● Prompt 1
From the JSON discussion, output everything from "By the way, this" down to "data stores, etc...", with both of those included.

● Selected text
Comment by GuB-42
9 hours ago
I think JSON has the opposite problem, it is too simple, the lack of comments in particular is particularly bad for many common usages of the format today.
I know some implementations of JSON support comments and other things, but is is not true JSON, in the same way that most simple XML implementations are not true XML. That's what I say "opposite problem", XML is too complex, and most practical uses of XML use incomplete implementations, while many practical uses of JSON use extended implementations.
By the way, this is not a problem for what JSON was designed for: a text interchange format, with JS being the language of choice, but it has gone beyond its design: configuration files, data stores, etc...
A lot of people dislike that decision not to include comments in JSON, but I think while shocking it was and is totally correct.
In a programming language it's usually free to have comments because the comment is erased before the program runs; we usually render comments in grey text because they can't change the meaning of the program.

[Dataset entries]

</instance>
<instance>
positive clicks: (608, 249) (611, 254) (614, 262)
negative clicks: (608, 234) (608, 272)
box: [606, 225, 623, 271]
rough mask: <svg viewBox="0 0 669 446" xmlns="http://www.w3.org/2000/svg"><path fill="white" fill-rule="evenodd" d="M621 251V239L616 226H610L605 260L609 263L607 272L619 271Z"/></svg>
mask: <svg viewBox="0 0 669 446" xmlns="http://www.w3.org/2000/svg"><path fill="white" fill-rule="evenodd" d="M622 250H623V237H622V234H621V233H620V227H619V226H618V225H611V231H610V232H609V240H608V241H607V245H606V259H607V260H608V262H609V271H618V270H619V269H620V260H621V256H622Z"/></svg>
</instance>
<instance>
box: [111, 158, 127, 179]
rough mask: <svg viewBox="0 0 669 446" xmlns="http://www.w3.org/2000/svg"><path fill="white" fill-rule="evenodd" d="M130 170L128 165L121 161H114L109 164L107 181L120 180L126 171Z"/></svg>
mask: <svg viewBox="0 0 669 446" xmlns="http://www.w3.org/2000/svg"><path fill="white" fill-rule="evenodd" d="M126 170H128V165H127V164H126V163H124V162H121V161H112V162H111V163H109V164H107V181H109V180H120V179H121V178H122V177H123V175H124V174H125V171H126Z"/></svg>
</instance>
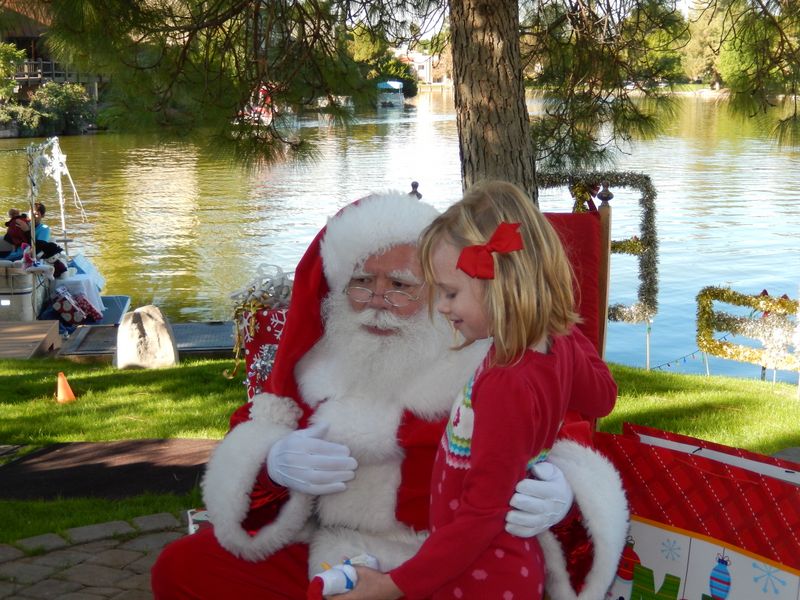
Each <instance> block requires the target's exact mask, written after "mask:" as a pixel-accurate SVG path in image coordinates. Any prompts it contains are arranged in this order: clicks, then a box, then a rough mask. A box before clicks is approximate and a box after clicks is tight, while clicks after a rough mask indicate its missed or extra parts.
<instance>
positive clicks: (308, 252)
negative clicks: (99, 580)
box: [152, 193, 627, 600]
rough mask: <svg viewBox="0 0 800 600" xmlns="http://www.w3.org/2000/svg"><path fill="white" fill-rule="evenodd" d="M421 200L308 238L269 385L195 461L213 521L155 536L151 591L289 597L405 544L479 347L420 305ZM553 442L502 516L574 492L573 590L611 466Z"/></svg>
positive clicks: (542, 527)
mask: <svg viewBox="0 0 800 600" xmlns="http://www.w3.org/2000/svg"><path fill="white" fill-rule="evenodd" d="M436 215H437V211H436V210H435V209H434V208H433V207H431V206H429V205H427V204H424V203H422V202H420V201H419V200H418V199H416V198H415V197H411V196H408V195H406V194H400V193H398V194H386V195H379V196H370V197H368V198H365V199H362V200H360V201H358V202H357V203H354V204H352V205H349V206H347V207H346V208H344V209H343V210H342V211H340V213H339V214H338V215H336V216H335V217H333V218H332V219H330V220H329V222H328V224H327V226H326V228H325V229H323V230H322V231H321V232H320V234H319V235H318V236H317V237H316V238H315V240H314V241H313V242H312V243H311V245H310V247H309V249H308V251H307V252H306V254H305V256H304V257H303V259H302V260H301V261H300V263H299V264H298V267H297V270H296V273H295V281H294V289H293V295H292V302H291V306H290V308H289V312H288V315H287V320H286V325H285V328H284V332H283V336H282V340H283V341H282V342H281V344H280V346H279V348H278V352H277V355H276V359H275V365H274V368H273V371H272V374H271V375H270V378H269V380H268V382H267V392H266V393H263V394H259V395H257V396H255V397H254V398H253V400H252V402H251V403H249V404H247V405H245V406H244V407H242V408H241V409H239V411H237V412H236V413H235V414H234V415H233V417H232V418H231V425H232V429H231V431H230V432H229V433H228V435H227V436H226V437H225V438H224V439H223V440H222V441H221V442H220V444H219V446H218V447H217V448H216V450H215V452H214V454H213V456H212V458H211V460H210V462H209V465H208V469H207V472H206V475H205V478H204V480H203V497H204V501H205V503H206V507H207V509H208V511H209V515H210V517H211V521H212V523H213V528H212V529H206V530H202V531H200V532H198V533H196V534H194V535H192V536H187V537H185V538H182V539H180V540H178V541H176V542H174V543H173V544H171V545H170V546H168V547H167V548H166V549H165V550H164V552H163V553H162V555H161V556H160V557H159V559H158V561H157V563H156V564H155V566H154V567H153V572H152V585H153V591H154V593H155V596H156V598H244V597H268V598H305V595H306V589H307V586H308V582H309V577H310V576H313V575H314V574H316V573H318V572H319V571H321V570H322V565H323V564H325V563H338V562H342V561H343V560H344V559H347V558H349V557H354V556H357V555H362V554H369V555H372V556H374V557H375V558H377V560H378V562H379V564H380V566H381V569H382V570H385V571H386V570H390V569H392V568H394V567H396V566H398V565H399V564H401V563H402V562H404V561H405V560H407V559H408V558H409V557H410V556H412V555H413V554H414V553H415V552H416V550H417V549H418V548H419V546H420V544H421V543H422V541H423V540H424V539H425V537H426V535H427V531H426V530H427V527H428V504H429V499H430V473H431V468H432V464H433V459H434V456H435V453H436V447H437V444H438V442H439V439H440V437H441V435H442V432H443V429H444V425H445V422H446V417H447V414H448V412H449V409H450V406H451V404H452V401H453V398H454V397H455V396H456V395H457V393H458V391H459V390H460V388H461V387H462V386H463V384H464V382H465V381H466V380H467V379H468V378H469V376H470V374H471V373H473V372H474V370H475V368H476V366H477V365H478V363H479V362H480V360H481V359H482V358H483V356H484V355H485V353H486V349H487V347H486V346H485V345H484V344H479V343H476V344H473V345H472V346H469V347H467V348H465V349H462V350H459V351H454V350H452V347H453V346H454V345H455V340H454V338H453V332H452V331H451V330H450V329H449V327H448V326H447V324H446V323H445V322H444V321H443V320H441V319H440V318H439V317H437V316H431V315H429V311H428V310H427V303H426V294H425V290H424V289H423V283H422V281H423V280H422V274H421V269H420V267H419V264H418V261H417V256H416V241H417V237H418V235H419V233H420V232H421V230H422V229H423V228H424V227H425V226H426V225H427V224H428V223H430V221H431V220H433V218H435V216H436ZM551 456H552V459H551V460H552V462H553V463H555V464H556V465H557V466H558V467H560V471H559V469H558V468H556V467H553V466H552V465H548V464H545V466H544V467H543V469H549V470H550V474H549V476H548V479H550V480H551V481H535V482H534V481H532V480H525V481H524V482H521V488H520V489H522V491H526V490H527V492H528V495H527V496H519V497H517V498H515V504H516V505H517V506H518V507H520V508H523V509H525V510H527V511H528V514H527V516H526V513H524V512H523V513H520V511H512V512H511V513H510V516H509V521H510V522H509V525H508V528H509V530H510V531H512V532H515V533H517V534H527V535H533V534H534V533H538V532H539V531H541V530H543V529H545V528H546V527H548V526H549V525H551V524H552V523H553V522H555V521H557V520H560V519H561V518H562V517H563V516H564V514H565V513H566V508H567V507H568V506H567V505H569V504H570V503H571V498H572V491H574V494H575V499H576V501H577V504H578V505H579V506H580V509H581V511H582V512H583V517H584V519H583V523H584V524H585V525H586V528H587V529H588V531H589V534H590V536H591V539H592V542H593V544H594V553H593V560H592V557H590V562H591V568H590V569H589V571H588V574H586V577H585V579H583V578H582V579H583V581H582V582H581V584H580V587H581V589H582V591H581V593H580V596H577V597H579V598H585V599H587V600H588V599H591V598H602V596H603V594H604V593H605V590H606V589H607V587H608V585H609V584H610V583H611V581H612V580H613V577H614V574H615V569H616V565H617V562H618V559H619V556H620V553H621V551H622V548H623V546H624V542H625V536H626V531H627V508H626V503H625V499H624V495H623V493H622V487H621V483H620V480H619V477H618V475H617V473H616V471H615V470H614V468H613V467H612V466H611V465H610V463H609V462H608V461H606V460H605V459H604V458H602V457H601V456H600V455H598V454H596V453H595V452H593V451H592V450H590V449H588V448H586V447H584V446H581V445H579V444H577V443H575V442H572V441H561V442H559V443H557V444H556V446H555V447H554V449H553V451H552V453H551ZM562 471H563V473H564V475H566V477H567V479H568V480H569V484H570V485H569V487H568V488H566V489H565V488H564V486H563V485H561V484H560V483H559V482H560V481H563V476H562V474H561V472H562ZM569 488H571V490H570V489H569ZM565 499H566V503H565V502H564V501H565ZM560 505H564V507H565V508H564V509H563V510H562V509H560V508H559V506H560ZM516 522H519V523H521V526H518V525H516V524H515V523H516ZM540 541H541V543H542V546H543V548H544V549H545V552H546V554H548V555H549V556H548V570H549V572H550V588H549V590H550V593H551V595H552V596H553V598H556V599H558V598H575V597H576V595H575V593H574V591H573V587H572V585H571V583H570V578H569V574H568V572H567V567H566V564H567V560H565V558H564V554H563V553H562V551H561V546H560V544H559V543H558V541H557V540H556V538H555V537H554V536H553V535H552V534H551V533H545V534H542V536H540Z"/></svg>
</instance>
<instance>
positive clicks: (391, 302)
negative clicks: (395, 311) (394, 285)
mask: <svg viewBox="0 0 800 600" xmlns="http://www.w3.org/2000/svg"><path fill="white" fill-rule="evenodd" d="M423 287H425V284H422V286H421V287H420V288H419V290H418V291H417V295H416V296H413V295H411V294H409V293H408V292H404V291H402V290H388V291H386V292H384V293H383V294H378V296H382V297H383V301H384V302H386V303H387V304H388V305H389V306H394V307H395V308H403V307H406V306H408V305H409V304H411V303H412V302H416V301H418V300H419V298H420V295H421V294H422V288H423ZM344 293H345V294H347V295H348V296H349V297H350V299H351V300H353V302H358V303H359V304H367V303H368V302H371V301H372V297H373V296H375V292H373V291H372V290H371V289H369V288H364V287H359V286H357V285H350V286H347V287H346V288H344Z"/></svg>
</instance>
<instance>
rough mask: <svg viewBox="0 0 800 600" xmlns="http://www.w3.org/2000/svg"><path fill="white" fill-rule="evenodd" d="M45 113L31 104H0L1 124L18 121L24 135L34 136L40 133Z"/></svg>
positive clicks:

● Prompt 2
Give everything from the start of the records down to the line containing "box: [152, 193, 627, 600]", inclusive, as a JSON list of strings with one string per line, skipping blank lines and leaving out the pictures.

● Expected answer 1
By the way, this is not a problem for what JSON was designed for: a text interchange format, with JS being the language of choice, but it has gone beyond its design: configuration files, data stores, etc...

● Expected answer 2
[
  "</instance>",
  "<instance>",
  "positive clicks: (608, 249) (611, 254) (614, 262)",
  "negative clicks: (608, 234) (608, 272)",
  "box: [606, 225, 623, 271]",
  "rough mask: <svg viewBox=\"0 0 669 446\" xmlns=\"http://www.w3.org/2000/svg\"><path fill=\"white\" fill-rule=\"evenodd\" d=\"M621 251V239L616 226H610L605 260L609 263L607 272L619 271Z\"/></svg>",
  "mask: <svg viewBox=\"0 0 669 446\" xmlns=\"http://www.w3.org/2000/svg\"><path fill=\"white\" fill-rule=\"evenodd\" d=\"M622 250H623V237H622V234H621V233H620V227H619V226H618V225H611V231H610V232H609V240H608V241H607V245H606V259H607V260H608V262H609V271H618V270H619V269H620V260H621V256H622Z\"/></svg>",
  "</instance>",
  "<instance>",
  "box: [111, 158, 127, 179]",
  "rough mask: <svg viewBox=\"0 0 669 446\" xmlns=\"http://www.w3.org/2000/svg\"><path fill=\"white\" fill-rule=\"evenodd\" d=\"M130 170L128 165L121 161H114L109 164L107 181L120 180L126 171Z\"/></svg>",
  "mask: <svg viewBox=\"0 0 669 446\" xmlns=\"http://www.w3.org/2000/svg\"><path fill=\"white\" fill-rule=\"evenodd\" d=\"M126 170H128V165H127V164H126V163H124V162H121V161H112V162H111V163H109V164H107V181H109V180H120V179H121V178H122V177H123V175H124V174H125V171H126Z\"/></svg>",
  "</instance>",
  "Each <instance> block requires the target's exact mask, written after \"mask:\" as a pixel-accurate SVG path in image coordinates. Any prompts it contains are arranged in this order: clicks, then a box, then a rough mask. A box before clicks is approximate and a box after clicks is tight, while clicks after a rough mask indicate its missed or extra parts.",
  "<instance>",
  "positive clicks: (308, 252)",
  "negative clicks: (99, 580)",
  "box: [152, 193, 627, 600]"
]